On Wed, Jun 11, 2014 at 4:30 AM, William Lane <
wilan...@gmail.com> wrote:
> I am trying to develop a functional surrogate model to reduce simulations.
> Essentially I simulated my system over a wide range of parameters
> (predictors), and now I want to use the results to derive a function based
> on the predictors. It is really just a case of non-linear multiple
> regression, where I need the final model, e.g., f = a*x^2 + b*(y - c)^2 +
> d*z + ...
>
> I have yet to find something that will do this. I have tried using a MARS
> approach (py-earth and earth packages) but can't get them to provide
> anything by piecewise linear models (I'd like to get piecewise quadratic or
> spline at the least). To give you an idea of the trends, I've attached a
> figure (of 5 predictors: phi, Us, Vs, Dcyl, acyl).
>
> If you have any recommendations, please share them, I am desperate!
I have no practical experience with response surface modeling.
Kernel regression or RBF in scipy would work but don't create
"parameters", we need the entire sample to predict.
(penalized) splines should also work, but you will also have to model
interaction effects.

• _GIVEN PROBLEM A_
Select each line of the entries that contains the string "stone".
The email and the entries have no connection to each other.

• _ROWS_
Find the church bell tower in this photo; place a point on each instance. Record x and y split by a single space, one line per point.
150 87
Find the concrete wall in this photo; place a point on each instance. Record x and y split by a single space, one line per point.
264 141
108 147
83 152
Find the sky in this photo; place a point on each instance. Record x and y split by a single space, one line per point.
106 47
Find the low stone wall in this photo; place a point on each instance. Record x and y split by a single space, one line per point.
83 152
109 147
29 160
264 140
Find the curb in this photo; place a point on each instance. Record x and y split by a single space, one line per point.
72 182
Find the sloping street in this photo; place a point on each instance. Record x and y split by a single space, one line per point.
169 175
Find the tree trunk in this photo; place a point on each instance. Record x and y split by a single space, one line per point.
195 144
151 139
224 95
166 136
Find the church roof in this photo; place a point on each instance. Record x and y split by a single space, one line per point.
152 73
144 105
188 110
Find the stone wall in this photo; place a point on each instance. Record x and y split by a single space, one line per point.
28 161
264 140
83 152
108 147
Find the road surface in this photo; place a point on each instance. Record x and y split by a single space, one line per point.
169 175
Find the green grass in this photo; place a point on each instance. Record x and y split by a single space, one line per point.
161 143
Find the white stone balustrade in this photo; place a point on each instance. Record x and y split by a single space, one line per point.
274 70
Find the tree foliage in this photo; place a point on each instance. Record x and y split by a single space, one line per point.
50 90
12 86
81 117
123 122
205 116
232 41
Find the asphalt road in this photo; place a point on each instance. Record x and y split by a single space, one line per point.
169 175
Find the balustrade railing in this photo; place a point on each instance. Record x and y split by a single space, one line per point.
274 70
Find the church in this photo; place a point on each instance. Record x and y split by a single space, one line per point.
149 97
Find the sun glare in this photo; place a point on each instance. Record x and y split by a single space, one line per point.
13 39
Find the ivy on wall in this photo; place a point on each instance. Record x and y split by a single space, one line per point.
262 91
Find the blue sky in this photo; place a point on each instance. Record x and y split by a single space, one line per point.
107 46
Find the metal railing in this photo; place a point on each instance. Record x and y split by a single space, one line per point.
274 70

• _GIVEN PROBLEM B_
Copy the passage of the email from "Kernel regression or" to "interaction effects.".

• _CORRECT RESULT A_
Find the low stone wall in this photo; place a point on each instance. Record x and y split by a single space, one line per point.
Find the stone wall in this photo; place a point on each instance. Record x and y split by a single space, one line per point.
Find the white stone balustrade in this photo; place a point on each instance. Record x and y split by a single space, one line per point.

• _CORRECT RESULT B_
Kernel regression or RBF in scipy would work but don't create
"parameters", we need the entire sample to predict.
(penalized) splines should also work, but you will also have to model
interaction effects.